:: Given task 1 ::
According to the page excerpt on latent semantic indexing, which decomposition does the LSI technique use?

:: Page excerpt ::
***
4. Latent Semantic Indexing

Latent Semantic Indexing (LSI) was introduced to overcome a fundamental problem that plagues existing textual retrieval techniques. The problem is that users want to retrieve documents on the basis of conceptual content, while individual keywords provide unreliable evidence about the conceptual meaning of a document. There are usually many ways to express a given concept. Therefore, the literal terms used in a user query may not match those of a relevant document. In addition, most words have multiple meanings and are used in different contexts. Hence, the terms in a user query may literally match the terms in documents that are not of any interest to the user at all.

In information retrieval these two problems are addressed as synonymy and polysemy. The concept synonymy is used to describe the fact that there are many ways to refer to the same object. Users in different contexts, or with different needs, knowledge, or linguistic habits will describe the same concept using different terms. The prevalence of synonyms tends to decrease the recall performance of the retrieval. By polysemy we refer to the fact that most words have more than one distinct meaning. In different contexts or when used by different people, the same term takes on a varying referential significance. Thus, the use of a term in a query may not necessarily mean that a document containing the same term is relevant at all. Polysemy is one factor underlying poor precision performance of the retrieval [7].

Latent semantic indexing tries to overcome the deficiencies of term-matching retrieval. It is assumed that there exists some underlying latent semantic structure in the data that is partially obscured by the randomness of word choice. Statistical techniques are used to estimate this latent semantic structure, and to get rid of the obscuring noise.

The LSI technique makes use of the Singular Value Decomposition (SVD). We take a large matrix of term-document association and construct a semantic space wherein terms and documents that are closely associated are placed near to each other. The singular value decomposition allows the arrangement of the space to reflect the major associative patterns in the data, and ignore the smaller, less important influences. As a result, terms that did not actually appear in a document may still end up close to the document, if that is consistent with the major patterns of association in the data. Position in the transformed space then serves as a new kind of semantic indexing. Retrieval proceeds by using the terms in a query to identify a point in the semantic space, and documents in its neighborhood are returned as relevant results to the query.
***
:: Record list ::
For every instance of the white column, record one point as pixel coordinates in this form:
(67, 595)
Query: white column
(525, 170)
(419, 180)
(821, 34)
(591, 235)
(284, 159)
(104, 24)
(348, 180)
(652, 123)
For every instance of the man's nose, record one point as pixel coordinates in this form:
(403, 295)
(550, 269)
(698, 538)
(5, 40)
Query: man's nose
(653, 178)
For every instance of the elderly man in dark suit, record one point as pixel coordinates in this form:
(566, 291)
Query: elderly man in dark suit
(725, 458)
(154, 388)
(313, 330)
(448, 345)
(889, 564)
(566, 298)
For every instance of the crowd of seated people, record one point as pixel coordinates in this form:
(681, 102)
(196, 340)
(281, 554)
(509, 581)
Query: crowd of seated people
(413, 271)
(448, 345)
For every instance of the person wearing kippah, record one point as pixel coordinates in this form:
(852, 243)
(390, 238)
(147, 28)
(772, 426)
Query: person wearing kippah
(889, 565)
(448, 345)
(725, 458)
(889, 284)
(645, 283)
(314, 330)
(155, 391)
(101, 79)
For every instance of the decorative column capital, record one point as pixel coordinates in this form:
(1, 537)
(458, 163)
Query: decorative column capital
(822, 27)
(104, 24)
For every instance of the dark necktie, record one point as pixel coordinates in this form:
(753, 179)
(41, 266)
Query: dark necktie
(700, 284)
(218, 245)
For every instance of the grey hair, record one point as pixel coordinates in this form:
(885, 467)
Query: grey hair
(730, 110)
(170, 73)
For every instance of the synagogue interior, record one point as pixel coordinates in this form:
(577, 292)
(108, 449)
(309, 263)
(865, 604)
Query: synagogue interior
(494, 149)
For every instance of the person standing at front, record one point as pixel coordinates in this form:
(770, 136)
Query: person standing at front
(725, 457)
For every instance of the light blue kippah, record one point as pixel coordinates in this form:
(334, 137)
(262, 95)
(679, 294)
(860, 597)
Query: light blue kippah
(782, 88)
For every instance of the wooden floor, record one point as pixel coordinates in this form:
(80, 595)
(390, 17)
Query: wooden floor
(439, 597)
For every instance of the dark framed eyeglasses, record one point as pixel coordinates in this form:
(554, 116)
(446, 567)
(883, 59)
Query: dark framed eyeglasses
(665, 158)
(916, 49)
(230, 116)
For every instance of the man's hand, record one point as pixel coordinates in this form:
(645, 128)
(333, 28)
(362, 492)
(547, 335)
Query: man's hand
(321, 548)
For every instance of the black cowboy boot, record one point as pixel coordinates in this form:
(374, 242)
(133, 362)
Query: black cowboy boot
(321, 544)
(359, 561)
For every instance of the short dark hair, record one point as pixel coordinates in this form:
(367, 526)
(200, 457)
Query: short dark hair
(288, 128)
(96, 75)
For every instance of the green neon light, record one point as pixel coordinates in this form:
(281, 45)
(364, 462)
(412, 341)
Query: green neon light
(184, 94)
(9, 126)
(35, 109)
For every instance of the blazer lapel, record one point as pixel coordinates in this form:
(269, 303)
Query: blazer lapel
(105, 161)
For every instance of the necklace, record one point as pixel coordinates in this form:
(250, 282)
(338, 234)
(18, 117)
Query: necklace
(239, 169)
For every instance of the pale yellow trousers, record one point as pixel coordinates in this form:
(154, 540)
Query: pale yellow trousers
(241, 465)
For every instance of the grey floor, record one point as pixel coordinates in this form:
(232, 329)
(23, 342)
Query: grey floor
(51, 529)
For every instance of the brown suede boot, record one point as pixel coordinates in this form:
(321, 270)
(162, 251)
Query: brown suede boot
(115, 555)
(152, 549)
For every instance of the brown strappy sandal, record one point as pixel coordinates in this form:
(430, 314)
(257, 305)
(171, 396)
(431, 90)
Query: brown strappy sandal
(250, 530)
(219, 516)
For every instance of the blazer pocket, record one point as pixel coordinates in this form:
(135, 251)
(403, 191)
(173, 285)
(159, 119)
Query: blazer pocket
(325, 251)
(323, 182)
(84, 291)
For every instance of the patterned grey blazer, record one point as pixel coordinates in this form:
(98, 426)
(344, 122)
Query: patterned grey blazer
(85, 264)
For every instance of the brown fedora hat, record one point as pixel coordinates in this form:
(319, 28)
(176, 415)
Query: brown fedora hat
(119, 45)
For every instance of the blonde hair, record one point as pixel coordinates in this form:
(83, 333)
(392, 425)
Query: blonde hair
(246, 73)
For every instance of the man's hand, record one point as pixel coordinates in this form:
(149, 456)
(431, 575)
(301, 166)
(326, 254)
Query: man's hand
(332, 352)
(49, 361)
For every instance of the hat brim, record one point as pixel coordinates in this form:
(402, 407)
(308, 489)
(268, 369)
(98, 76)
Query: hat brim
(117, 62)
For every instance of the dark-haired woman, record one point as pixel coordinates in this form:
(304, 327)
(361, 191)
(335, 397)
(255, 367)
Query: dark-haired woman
***
:: Given task 2 ::
Duplicate the rows starting at the line that contains "For every instance of the blazer pocket, record" and ending at the end of the rows, keeping every line unchanged.

:: Exercise result 1 ::
The Singular Value Decomposition (SVD).

:: Exercise result 2 ::
For every instance of the blazer pocket, record one point as pixel coordinates in this form:
(135, 251)
(403, 191)
(173, 285)
(159, 119)
Query: blazer pocket
(325, 251)
(323, 182)
(84, 291)
For every instance of the patterned grey blazer, record one point as pixel coordinates in this form:
(98, 426)
(344, 122)
Query: patterned grey blazer
(85, 264)
For every instance of the brown fedora hat, record one point as pixel coordinates in this form:
(319, 28)
(176, 415)
Query: brown fedora hat
(119, 45)
For every instance of the blonde hair, record one point as pixel coordinates in this form:
(83, 333)
(392, 425)
Query: blonde hair
(246, 73)
For every instance of the man's hand, record one point as pixel coordinates in this form:
(149, 456)
(431, 575)
(301, 166)
(326, 254)
Query: man's hand
(332, 352)
(49, 361)
For every instance of the hat brim, record one point as pixel coordinates in this form:
(402, 407)
(308, 489)
(268, 369)
(98, 76)
Query: hat brim
(117, 62)
For every instance of the dark-haired woman, record one point as pixel coordinates in this form:
(304, 327)
(361, 191)
(335, 397)
(255, 367)
Query: dark-haired woman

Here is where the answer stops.